In the material below, repeat every line from the one containing "like x=98 y=274." up to and including the one containing "x=487 y=285", leaving out the pictures.

⟨

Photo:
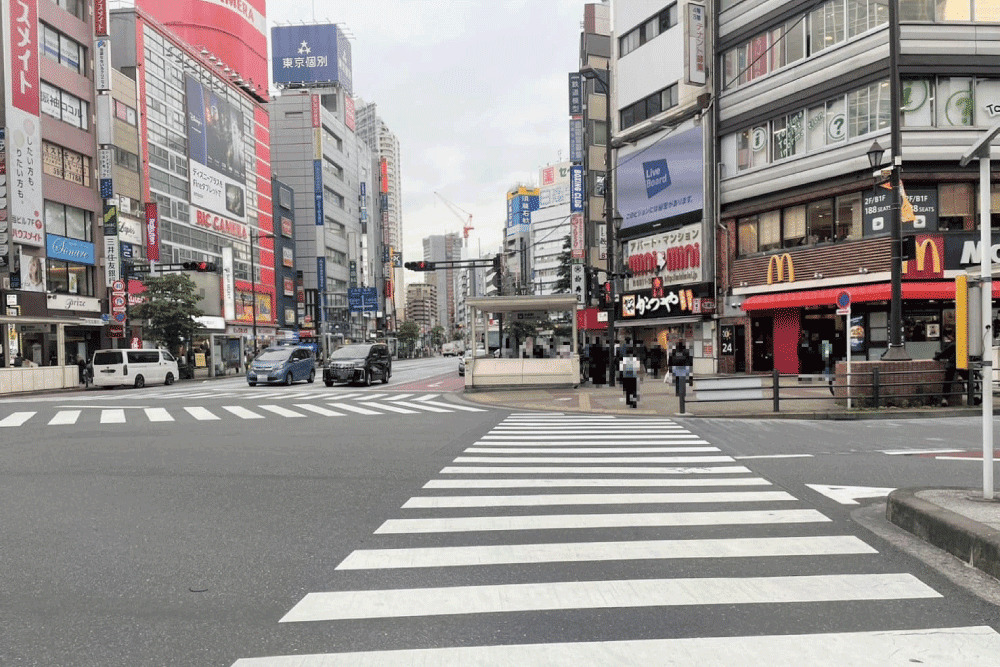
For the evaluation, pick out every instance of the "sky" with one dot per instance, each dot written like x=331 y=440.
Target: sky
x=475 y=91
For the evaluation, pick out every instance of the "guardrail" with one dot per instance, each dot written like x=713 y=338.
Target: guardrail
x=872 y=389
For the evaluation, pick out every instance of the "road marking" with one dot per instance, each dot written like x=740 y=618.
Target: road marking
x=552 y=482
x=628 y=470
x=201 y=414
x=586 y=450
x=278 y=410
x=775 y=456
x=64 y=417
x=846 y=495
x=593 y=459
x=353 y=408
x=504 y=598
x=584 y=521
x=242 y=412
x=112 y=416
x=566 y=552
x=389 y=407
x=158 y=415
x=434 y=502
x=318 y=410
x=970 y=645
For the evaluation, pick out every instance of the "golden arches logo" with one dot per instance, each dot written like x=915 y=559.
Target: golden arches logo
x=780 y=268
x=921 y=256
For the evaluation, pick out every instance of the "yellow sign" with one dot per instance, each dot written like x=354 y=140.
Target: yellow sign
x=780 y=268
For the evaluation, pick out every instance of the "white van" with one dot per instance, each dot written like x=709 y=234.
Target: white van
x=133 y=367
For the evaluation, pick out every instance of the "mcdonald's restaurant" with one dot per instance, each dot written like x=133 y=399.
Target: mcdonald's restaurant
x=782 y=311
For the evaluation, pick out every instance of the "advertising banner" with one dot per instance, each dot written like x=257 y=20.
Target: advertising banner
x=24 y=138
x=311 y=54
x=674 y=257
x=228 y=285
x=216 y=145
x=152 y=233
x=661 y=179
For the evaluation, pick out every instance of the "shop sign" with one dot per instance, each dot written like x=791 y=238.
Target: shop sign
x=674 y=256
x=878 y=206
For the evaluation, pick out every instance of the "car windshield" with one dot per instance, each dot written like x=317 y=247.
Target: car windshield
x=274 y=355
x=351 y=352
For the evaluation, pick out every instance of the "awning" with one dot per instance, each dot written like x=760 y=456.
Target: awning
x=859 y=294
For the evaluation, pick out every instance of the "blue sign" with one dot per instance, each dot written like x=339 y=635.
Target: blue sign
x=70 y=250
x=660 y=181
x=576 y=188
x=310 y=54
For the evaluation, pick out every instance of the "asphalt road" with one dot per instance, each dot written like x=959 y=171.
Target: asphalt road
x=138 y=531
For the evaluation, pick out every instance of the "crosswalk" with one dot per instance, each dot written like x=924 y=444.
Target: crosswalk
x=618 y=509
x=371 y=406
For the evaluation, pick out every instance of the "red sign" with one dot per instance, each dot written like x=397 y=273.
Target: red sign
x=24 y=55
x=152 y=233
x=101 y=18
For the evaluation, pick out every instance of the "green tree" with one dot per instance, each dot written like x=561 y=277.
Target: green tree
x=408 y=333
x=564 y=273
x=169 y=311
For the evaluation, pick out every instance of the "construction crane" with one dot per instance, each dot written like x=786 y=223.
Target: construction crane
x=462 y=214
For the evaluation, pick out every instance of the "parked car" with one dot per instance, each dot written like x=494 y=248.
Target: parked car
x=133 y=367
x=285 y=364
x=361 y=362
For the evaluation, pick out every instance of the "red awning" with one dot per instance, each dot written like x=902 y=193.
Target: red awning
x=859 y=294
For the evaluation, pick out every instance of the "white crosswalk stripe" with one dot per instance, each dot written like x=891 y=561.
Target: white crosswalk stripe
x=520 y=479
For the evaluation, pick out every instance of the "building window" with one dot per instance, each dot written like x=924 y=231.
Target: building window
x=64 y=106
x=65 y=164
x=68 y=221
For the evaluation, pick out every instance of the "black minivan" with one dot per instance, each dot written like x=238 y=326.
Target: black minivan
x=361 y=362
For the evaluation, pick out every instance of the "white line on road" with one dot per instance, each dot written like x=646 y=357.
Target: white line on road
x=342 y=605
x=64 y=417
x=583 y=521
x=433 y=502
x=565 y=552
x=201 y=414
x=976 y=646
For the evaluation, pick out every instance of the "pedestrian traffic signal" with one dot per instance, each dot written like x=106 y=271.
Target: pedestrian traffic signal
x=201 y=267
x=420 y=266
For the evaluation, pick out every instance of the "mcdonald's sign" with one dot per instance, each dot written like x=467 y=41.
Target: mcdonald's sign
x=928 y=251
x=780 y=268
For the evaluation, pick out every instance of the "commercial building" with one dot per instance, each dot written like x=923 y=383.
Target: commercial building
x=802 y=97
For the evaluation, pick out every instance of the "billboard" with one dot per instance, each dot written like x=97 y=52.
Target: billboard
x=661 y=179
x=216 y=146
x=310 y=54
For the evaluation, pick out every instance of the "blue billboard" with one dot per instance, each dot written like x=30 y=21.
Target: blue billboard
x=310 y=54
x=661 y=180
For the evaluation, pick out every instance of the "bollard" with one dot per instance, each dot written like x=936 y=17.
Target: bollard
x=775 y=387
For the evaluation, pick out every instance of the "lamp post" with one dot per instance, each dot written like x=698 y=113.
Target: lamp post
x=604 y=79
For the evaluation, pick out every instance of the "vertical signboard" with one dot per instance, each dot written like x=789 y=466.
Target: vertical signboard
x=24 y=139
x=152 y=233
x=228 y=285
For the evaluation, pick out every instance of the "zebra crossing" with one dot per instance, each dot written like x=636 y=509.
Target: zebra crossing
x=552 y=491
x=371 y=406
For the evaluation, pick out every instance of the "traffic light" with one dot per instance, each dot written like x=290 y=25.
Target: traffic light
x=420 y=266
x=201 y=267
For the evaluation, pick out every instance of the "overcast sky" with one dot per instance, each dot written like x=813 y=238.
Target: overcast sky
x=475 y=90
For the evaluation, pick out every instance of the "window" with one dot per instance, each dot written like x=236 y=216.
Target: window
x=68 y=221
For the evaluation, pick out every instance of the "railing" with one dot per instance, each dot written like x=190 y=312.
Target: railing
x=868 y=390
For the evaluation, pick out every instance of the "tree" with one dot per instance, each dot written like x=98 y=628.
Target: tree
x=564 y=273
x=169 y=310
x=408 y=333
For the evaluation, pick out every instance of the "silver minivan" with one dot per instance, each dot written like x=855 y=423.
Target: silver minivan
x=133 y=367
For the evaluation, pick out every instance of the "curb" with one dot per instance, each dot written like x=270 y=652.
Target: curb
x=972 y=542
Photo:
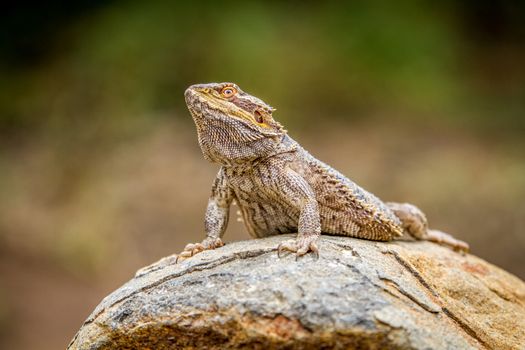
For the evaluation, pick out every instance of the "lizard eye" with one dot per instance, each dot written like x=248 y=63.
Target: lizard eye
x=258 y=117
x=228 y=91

⟩
⟨

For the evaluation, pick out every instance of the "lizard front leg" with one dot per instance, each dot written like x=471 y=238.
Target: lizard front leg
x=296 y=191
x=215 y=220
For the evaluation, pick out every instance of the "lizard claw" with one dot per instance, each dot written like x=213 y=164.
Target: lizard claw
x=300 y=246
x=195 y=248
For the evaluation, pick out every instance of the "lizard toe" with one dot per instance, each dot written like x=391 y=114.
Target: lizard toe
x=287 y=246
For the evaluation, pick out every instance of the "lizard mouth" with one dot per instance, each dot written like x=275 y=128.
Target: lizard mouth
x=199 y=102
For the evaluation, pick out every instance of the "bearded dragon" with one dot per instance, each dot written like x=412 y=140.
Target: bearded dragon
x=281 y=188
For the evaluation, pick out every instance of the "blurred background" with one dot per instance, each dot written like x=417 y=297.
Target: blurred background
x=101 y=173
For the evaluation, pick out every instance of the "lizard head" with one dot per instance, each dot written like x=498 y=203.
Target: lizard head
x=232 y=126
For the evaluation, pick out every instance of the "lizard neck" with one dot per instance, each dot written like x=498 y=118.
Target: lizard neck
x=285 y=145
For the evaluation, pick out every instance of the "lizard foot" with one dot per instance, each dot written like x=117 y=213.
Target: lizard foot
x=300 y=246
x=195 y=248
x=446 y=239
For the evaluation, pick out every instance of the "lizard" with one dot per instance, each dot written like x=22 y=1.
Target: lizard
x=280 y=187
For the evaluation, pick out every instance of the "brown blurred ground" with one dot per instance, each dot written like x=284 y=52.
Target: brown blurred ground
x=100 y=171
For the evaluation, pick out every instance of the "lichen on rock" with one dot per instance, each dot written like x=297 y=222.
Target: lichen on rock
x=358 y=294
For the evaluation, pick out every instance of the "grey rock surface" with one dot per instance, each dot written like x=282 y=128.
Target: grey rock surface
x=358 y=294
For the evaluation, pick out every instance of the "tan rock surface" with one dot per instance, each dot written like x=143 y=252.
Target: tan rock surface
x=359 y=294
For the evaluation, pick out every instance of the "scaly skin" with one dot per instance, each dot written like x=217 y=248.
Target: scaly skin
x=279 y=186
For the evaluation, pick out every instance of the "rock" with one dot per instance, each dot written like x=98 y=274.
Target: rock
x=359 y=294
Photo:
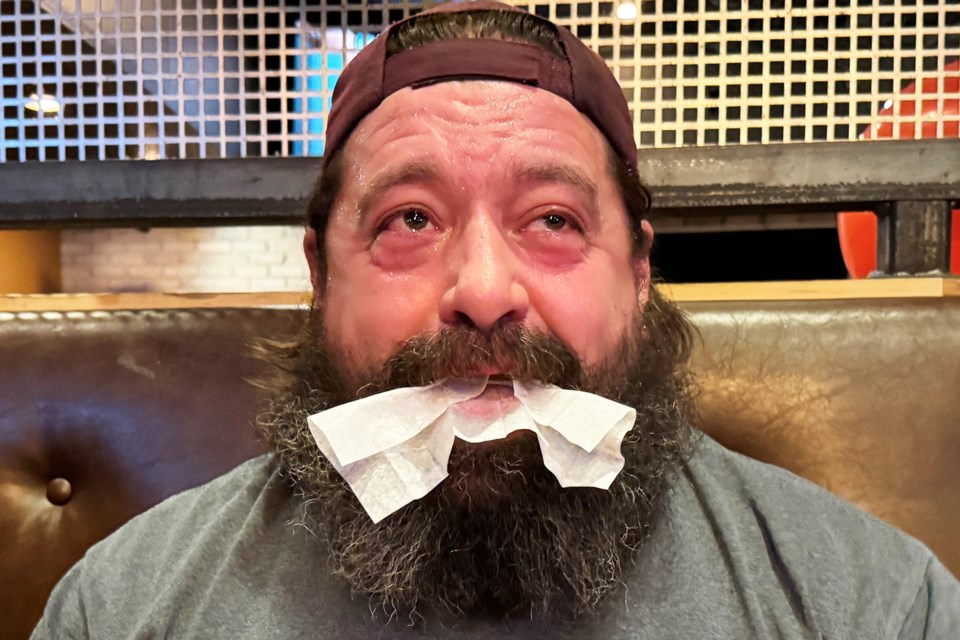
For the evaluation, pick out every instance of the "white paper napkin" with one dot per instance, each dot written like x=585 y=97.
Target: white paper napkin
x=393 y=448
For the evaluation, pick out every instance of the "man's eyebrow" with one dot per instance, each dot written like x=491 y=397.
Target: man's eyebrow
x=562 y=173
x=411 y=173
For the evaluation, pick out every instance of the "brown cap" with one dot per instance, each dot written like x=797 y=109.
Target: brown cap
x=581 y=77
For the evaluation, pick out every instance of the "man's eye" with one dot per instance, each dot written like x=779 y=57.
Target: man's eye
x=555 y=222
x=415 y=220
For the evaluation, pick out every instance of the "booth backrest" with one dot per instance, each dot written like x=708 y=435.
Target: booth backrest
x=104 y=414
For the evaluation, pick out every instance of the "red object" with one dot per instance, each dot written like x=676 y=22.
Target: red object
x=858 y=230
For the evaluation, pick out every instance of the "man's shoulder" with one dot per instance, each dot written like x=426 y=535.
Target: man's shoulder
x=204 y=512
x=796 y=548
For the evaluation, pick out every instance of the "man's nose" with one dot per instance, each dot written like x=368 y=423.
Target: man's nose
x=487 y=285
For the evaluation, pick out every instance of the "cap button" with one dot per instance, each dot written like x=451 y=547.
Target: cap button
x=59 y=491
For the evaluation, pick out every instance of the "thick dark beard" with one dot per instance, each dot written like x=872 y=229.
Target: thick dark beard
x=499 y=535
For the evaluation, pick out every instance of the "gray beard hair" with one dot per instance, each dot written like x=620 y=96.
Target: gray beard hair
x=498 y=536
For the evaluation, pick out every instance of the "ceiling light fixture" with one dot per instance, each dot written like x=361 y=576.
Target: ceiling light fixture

⟩

| ANSWER FOR THE TASK |
For the evaluation, pick out every instance of the "rock" with one dot per instance, each dot written like x=98 y=274.
Target: rock
x=359 y=294
Photo:
For the evaluation, pick out every instance of the "white paper napkin" with one dot per instance, each dot written like x=585 y=97.
Target: white paper napkin
x=393 y=448
For the evaluation, pick out every instance of the "man's eyebrow" with one dot per instance, each dot written like x=491 y=397.
Target: man's eyebrow
x=562 y=173
x=411 y=173
For the evaluation, pick out every instance of the "brown cap" with one dot per instance, each dot written like x=797 y=109.
Target: brown cap
x=581 y=77
For the evaluation, pick out every instance of the "man's eye" with one dot per instance, each dot written like x=779 y=57.
Target: man's eye
x=555 y=222
x=415 y=220
For the evaluation, pick out every instance of the "booth backrest" with one dot per instance, each dot written like x=708 y=435.
Target: booth backrest
x=104 y=414
For the evaluation, pick out every instance of the "red object" with one dot per instance, each dot written like x=676 y=22.
Target: red object
x=858 y=230
For the evaluation, pick out every instance of the "man's shoulder" with one dot per instance, each dot written like x=426 y=535.
Target: man's shoulder
x=204 y=512
x=796 y=548
For the evaluation, pick out every instance of the "man's nose" with one dot per instance, each dot written like x=368 y=423.
Target: man's nose
x=487 y=285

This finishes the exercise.